* Exercise requirements:
An exact copy of the data is required; the images should not appear in it.

(Photo-based referring expression data)
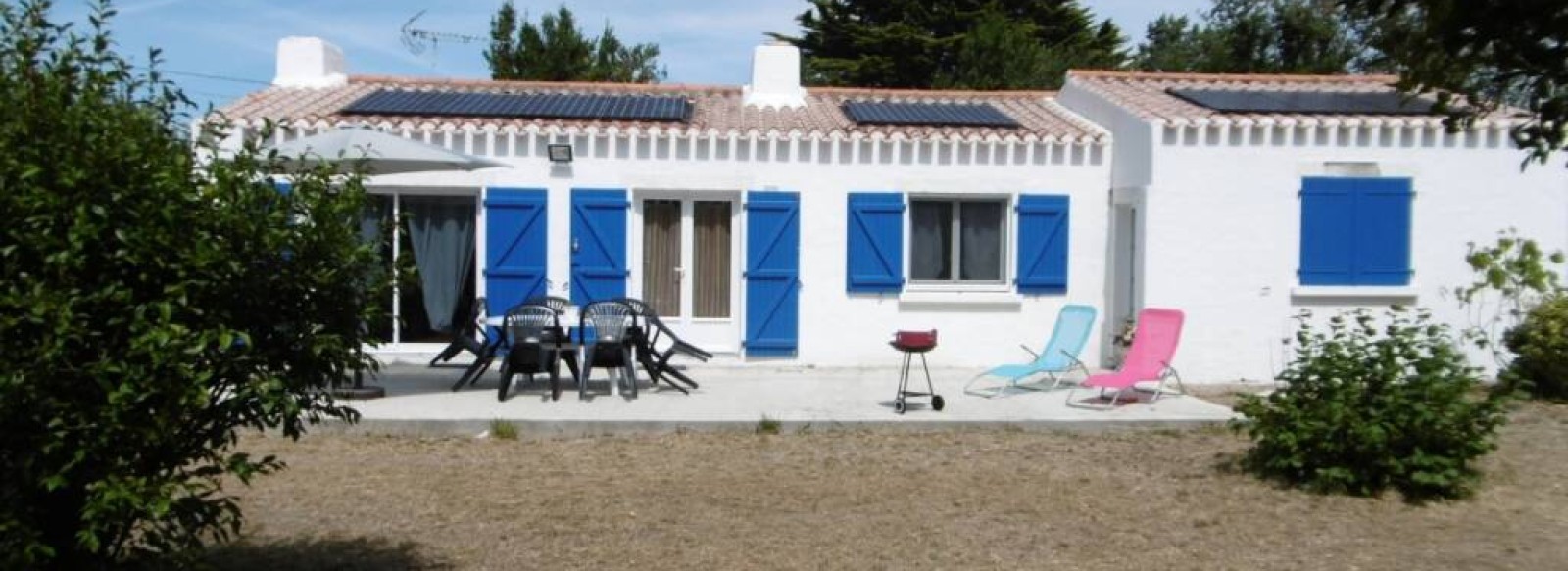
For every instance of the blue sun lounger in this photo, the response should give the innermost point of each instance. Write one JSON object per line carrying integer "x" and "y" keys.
{"x": 1057, "y": 357}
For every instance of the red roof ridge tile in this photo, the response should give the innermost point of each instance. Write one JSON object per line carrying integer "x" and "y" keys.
{"x": 1115, "y": 74}
{"x": 929, "y": 93}
{"x": 459, "y": 82}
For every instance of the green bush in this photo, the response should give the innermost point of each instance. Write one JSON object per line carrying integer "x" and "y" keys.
{"x": 1541, "y": 352}
{"x": 1372, "y": 405}
{"x": 151, "y": 307}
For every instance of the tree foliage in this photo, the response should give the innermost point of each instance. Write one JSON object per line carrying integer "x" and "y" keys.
{"x": 1254, "y": 36}
{"x": 964, "y": 44}
{"x": 1478, "y": 55}
{"x": 559, "y": 51}
{"x": 151, "y": 307}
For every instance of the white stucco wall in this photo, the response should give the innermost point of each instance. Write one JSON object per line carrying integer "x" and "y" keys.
{"x": 836, "y": 328}
{"x": 1131, "y": 164}
{"x": 1223, "y": 237}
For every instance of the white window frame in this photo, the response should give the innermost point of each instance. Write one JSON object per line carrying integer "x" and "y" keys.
{"x": 956, "y": 284}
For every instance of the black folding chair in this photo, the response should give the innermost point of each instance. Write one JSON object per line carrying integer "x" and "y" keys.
{"x": 467, "y": 336}
{"x": 611, "y": 349}
{"x": 648, "y": 331}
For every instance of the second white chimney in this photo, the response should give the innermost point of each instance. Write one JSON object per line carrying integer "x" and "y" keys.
{"x": 310, "y": 63}
{"x": 775, "y": 77}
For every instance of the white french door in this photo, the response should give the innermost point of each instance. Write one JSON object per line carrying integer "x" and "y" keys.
{"x": 689, "y": 265}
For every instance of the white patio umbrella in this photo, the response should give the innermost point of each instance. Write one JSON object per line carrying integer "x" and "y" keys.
{"x": 381, "y": 153}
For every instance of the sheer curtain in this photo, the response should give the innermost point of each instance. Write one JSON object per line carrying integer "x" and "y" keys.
{"x": 930, "y": 239}
{"x": 443, "y": 234}
{"x": 980, "y": 242}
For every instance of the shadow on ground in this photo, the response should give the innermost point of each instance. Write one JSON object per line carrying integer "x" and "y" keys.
{"x": 318, "y": 554}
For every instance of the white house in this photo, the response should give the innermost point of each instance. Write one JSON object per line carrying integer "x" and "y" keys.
{"x": 805, "y": 224}
{"x": 1246, "y": 214}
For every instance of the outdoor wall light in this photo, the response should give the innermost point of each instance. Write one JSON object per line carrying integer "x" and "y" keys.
{"x": 559, "y": 153}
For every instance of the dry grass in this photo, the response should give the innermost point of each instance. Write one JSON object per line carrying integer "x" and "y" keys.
{"x": 874, "y": 500}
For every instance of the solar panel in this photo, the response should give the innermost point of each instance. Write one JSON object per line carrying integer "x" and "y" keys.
{"x": 541, "y": 106}
{"x": 927, "y": 115}
{"x": 1308, "y": 102}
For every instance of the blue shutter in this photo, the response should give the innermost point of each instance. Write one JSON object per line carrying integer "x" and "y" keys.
{"x": 1382, "y": 236}
{"x": 875, "y": 242}
{"x": 772, "y": 273}
{"x": 1329, "y": 239}
{"x": 516, "y": 229}
{"x": 514, "y": 247}
{"x": 1043, "y": 244}
{"x": 598, "y": 245}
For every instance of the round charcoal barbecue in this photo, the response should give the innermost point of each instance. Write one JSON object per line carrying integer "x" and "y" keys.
{"x": 911, "y": 344}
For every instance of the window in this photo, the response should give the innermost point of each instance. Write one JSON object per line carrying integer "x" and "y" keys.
{"x": 1355, "y": 231}
{"x": 956, "y": 240}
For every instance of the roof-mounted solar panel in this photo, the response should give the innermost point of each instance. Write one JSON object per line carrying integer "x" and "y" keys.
{"x": 1305, "y": 102}
{"x": 927, "y": 115}
{"x": 522, "y": 106}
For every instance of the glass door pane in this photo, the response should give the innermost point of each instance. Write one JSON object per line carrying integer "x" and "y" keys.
{"x": 710, "y": 258}
{"x": 662, "y": 256}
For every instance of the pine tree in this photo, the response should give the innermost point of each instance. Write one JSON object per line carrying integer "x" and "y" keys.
{"x": 1254, "y": 36}
{"x": 556, "y": 49}
{"x": 953, "y": 43}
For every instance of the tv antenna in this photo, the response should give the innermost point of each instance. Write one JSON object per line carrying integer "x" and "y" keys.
{"x": 417, "y": 41}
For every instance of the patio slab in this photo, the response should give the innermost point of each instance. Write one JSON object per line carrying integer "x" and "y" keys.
{"x": 419, "y": 401}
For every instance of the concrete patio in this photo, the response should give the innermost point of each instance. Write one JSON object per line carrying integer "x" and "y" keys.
{"x": 419, "y": 401}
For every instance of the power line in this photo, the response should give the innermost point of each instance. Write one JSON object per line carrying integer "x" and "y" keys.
{"x": 216, "y": 77}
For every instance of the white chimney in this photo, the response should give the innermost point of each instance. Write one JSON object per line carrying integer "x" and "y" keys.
{"x": 310, "y": 63}
{"x": 775, "y": 77}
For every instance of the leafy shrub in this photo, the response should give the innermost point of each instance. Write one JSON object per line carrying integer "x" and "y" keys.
{"x": 768, "y": 425}
{"x": 1374, "y": 405}
{"x": 504, "y": 430}
{"x": 1512, "y": 276}
{"x": 1541, "y": 347}
{"x": 151, "y": 307}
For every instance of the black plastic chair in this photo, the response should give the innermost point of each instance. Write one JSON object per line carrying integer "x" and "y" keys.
{"x": 648, "y": 331}
{"x": 467, "y": 336}
{"x": 532, "y": 331}
{"x": 557, "y": 305}
{"x": 611, "y": 347}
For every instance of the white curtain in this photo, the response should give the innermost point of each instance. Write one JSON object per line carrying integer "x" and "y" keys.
{"x": 443, "y": 234}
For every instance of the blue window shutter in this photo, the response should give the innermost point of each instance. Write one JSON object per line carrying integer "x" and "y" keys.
{"x": 874, "y": 247}
{"x": 600, "y": 245}
{"x": 1043, "y": 244}
{"x": 1382, "y": 256}
{"x": 772, "y": 273}
{"x": 1329, "y": 216}
{"x": 514, "y": 247}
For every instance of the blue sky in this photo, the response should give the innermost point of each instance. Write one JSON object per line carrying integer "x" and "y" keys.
{"x": 223, "y": 49}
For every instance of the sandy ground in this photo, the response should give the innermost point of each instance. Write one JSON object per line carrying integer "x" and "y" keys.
{"x": 1123, "y": 500}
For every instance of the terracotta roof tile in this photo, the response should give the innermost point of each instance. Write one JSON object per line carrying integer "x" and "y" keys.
{"x": 715, "y": 109}
{"x": 1144, "y": 93}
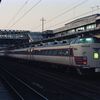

* Answer section:
For every instance of the blue sun lounger in this photo, the response should give the innermost point of each instance. Write one JSON object per line carrying integer "x" and "y" keys.
{"x": 1057, "y": 357}
For every instance of the red roof ridge tile in this photo, the response should give the innermost point of each instance. Write one JSON object per line carrying integer "x" and "y" keys.
{"x": 1115, "y": 74}
{"x": 929, "y": 93}
{"x": 459, "y": 82}
For every instance of the green bush in this photo, the response should give the innermost point of each instance. Write one JSON object per line carrying integer "x" and "y" keys.
{"x": 1541, "y": 352}
{"x": 1372, "y": 405}
{"x": 151, "y": 307}
For every instance of the tree foliage in this photo, the response should give the innermost point of each instance. Write one JSON object per line carrying integer "x" and "y" keys.
{"x": 1254, "y": 36}
{"x": 964, "y": 44}
{"x": 1478, "y": 55}
{"x": 559, "y": 51}
{"x": 151, "y": 307}
For every instance of the white stucco wall in this photo, the response should give the innermost point of each instance. Write one JSON object per line carrying integer "x" and "y" keys.
{"x": 836, "y": 328}
{"x": 1131, "y": 164}
{"x": 1223, "y": 237}
For every instance of the white window frame in this photo, the response should give the innermost point of each instance. Write one JSON object per line carrying integer "x" and "y" keys.
{"x": 956, "y": 284}
For every instance of the black folding chair in this photo, the response should give the innermost point of each instance. Write one JSON object per line carrying integer "x" and "y" keys.
{"x": 467, "y": 336}
{"x": 611, "y": 349}
{"x": 648, "y": 331}
For every instance of the second white chimney in this photo, the response should give the innermost point of each instance. Write one JSON object per line carrying integer "x" and "y" keys.
{"x": 310, "y": 63}
{"x": 775, "y": 77}
For every instance of the white french door in this photo, the response should give the innermost point of each instance. Write one JSON object per line carrying integer "x" and "y" keys.
{"x": 689, "y": 265}
For every instance of the white patio umbrella in this photo, the response should give the innermost point of each instance. Write one JSON object per line carrying integer "x" and "y" keys.
{"x": 381, "y": 153}
For every instance of the sheer curtain in this photo, the response should give the innermost point of each instance. Write one JSON object per line carrying integer "x" and "y" keys.
{"x": 930, "y": 239}
{"x": 443, "y": 234}
{"x": 980, "y": 242}
For every instance of the shadow on ground in this photo, the response should give the innermost point of each instance. Write one JSON object per line carrying integer "x" and "y" keys.
{"x": 318, "y": 554}
For every instance of the white house in this photo, the response should give the innermost point of each instance. Write one JSON object per line carrying integer "x" and "y" keys.
{"x": 805, "y": 224}
{"x": 1246, "y": 214}
For every instance of the outdoor wall light in this photo, the response should give the innermost point of each instance. Write one JSON object per line carrying integer "x" and "y" keys.
{"x": 559, "y": 153}
For every instance of the dry grass in this photo, the response should give the innermost point of each instance. Write one JSON object per line carrying integer "x" and "y" keys.
{"x": 874, "y": 500}
For every instance of the solar panel in this photo, the response should give the innermost point of each instance. Write one JSON object per line carrying integer "x" and "y" keys.
{"x": 541, "y": 106}
{"x": 927, "y": 115}
{"x": 1308, "y": 102}
For every instance of the blue shutter in this photo, the response should give the innermost point of each instance. Write one JSON object per line carrying integer "x" and "y" keys.
{"x": 1382, "y": 236}
{"x": 875, "y": 242}
{"x": 772, "y": 273}
{"x": 1329, "y": 239}
{"x": 516, "y": 229}
{"x": 514, "y": 247}
{"x": 1043, "y": 244}
{"x": 598, "y": 245}
For every instance of the round charcoal barbecue in this photo, the response should give the innermost point of each instance. Write one JSON object per line carrying integer "x" and "y" keys.
{"x": 911, "y": 344}
For every instance of the window in this photo, the response should give the innermost point of each instance. Write one JSON object per line carrying integer "x" and "y" keys.
{"x": 1355, "y": 231}
{"x": 956, "y": 240}
For every instance of the roof-mounted solar panel in this photo, the response should give the innermost point of each instance. Write one JSON object per line carrying integer "x" and "y" keys.
{"x": 1305, "y": 102}
{"x": 927, "y": 115}
{"x": 522, "y": 106}
For every instance of the glass door pane in this photo, the response should give the innermost point of each instance. Write one JSON object per line carrying integer "x" and "y" keys.
{"x": 710, "y": 258}
{"x": 662, "y": 256}
For every instance of the pine tree in this photo, the response should give the innermost point of each instance. Write one JSON object per line carrying integer "x" and "y" keys.
{"x": 1254, "y": 36}
{"x": 556, "y": 49}
{"x": 953, "y": 43}
For every instance of the tv antenna in this photo, the response should give the innermost point of each instance. Write one JSON object per line carrying integer "x" and "y" keys.
{"x": 417, "y": 41}
For every instance of the patio slab in this photo, the response should give the innermost point of each instance. Write one JSON object per line carrying integer "x" and "y" keys.
{"x": 419, "y": 401}
For every instance of the concrete patio in this photo, the response should give the innermost point of each instance. Write one JSON object per line carrying integer "x" and "y" keys.
{"x": 419, "y": 401}
For every instance of the power line in this photo, the response should give the innermost point of each instance. Write one JSON object per line carrying integer "x" and "y" keys.
{"x": 216, "y": 77}
For every instance of the white chimney in this photo, the response should give the innermost point of each instance. Write one JSON object per line carrying integer "x" and "y" keys.
{"x": 310, "y": 63}
{"x": 775, "y": 77}
For every instance of the leafy shrub in this photo, the response should give the innermost point of each instance. Write one JSON object per line carrying integer "x" and "y" keys.
{"x": 768, "y": 425}
{"x": 1374, "y": 405}
{"x": 504, "y": 430}
{"x": 1512, "y": 276}
{"x": 1541, "y": 347}
{"x": 151, "y": 307}
For every instance of the black plastic chair in this photo, the response should give the innermost point of each instance. Write one JSON object per line carrying integer "x" and "y" keys.
{"x": 648, "y": 331}
{"x": 467, "y": 336}
{"x": 532, "y": 331}
{"x": 557, "y": 305}
{"x": 611, "y": 347}
For every instance of the white curtain in this photo, the response should give the innermost point of each instance. Write one JSON object per line carrying integer "x" and "y" keys.
{"x": 443, "y": 234}
For every instance of the blue window shutter in this photo, the response should give the innermost point of each instance. Write one JSON object per line carrying integer "x" and "y" keys.
{"x": 874, "y": 247}
{"x": 600, "y": 245}
{"x": 1043, "y": 244}
{"x": 1382, "y": 256}
{"x": 772, "y": 273}
{"x": 1329, "y": 216}
{"x": 514, "y": 247}
For every instance of the blue sky in this photo, the response should give the innermost point of each instance. Write one JSON object per line carrying integer "x" and "y" keys.
{"x": 223, "y": 49}
For every instance of the sandy ground in this photo, the response should give the innermost point of each instance. Write one JSON object per line carrying integer "x" and "y" keys.
{"x": 1123, "y": 500}
For every instance of the terracotta roof tile in this photo, the response should give the innermost point of each instance. Write one JSON object per line carrying integer "x" and "y" keys.
{"x": 715, "y": 109}
{"x": 1144, "y": 93}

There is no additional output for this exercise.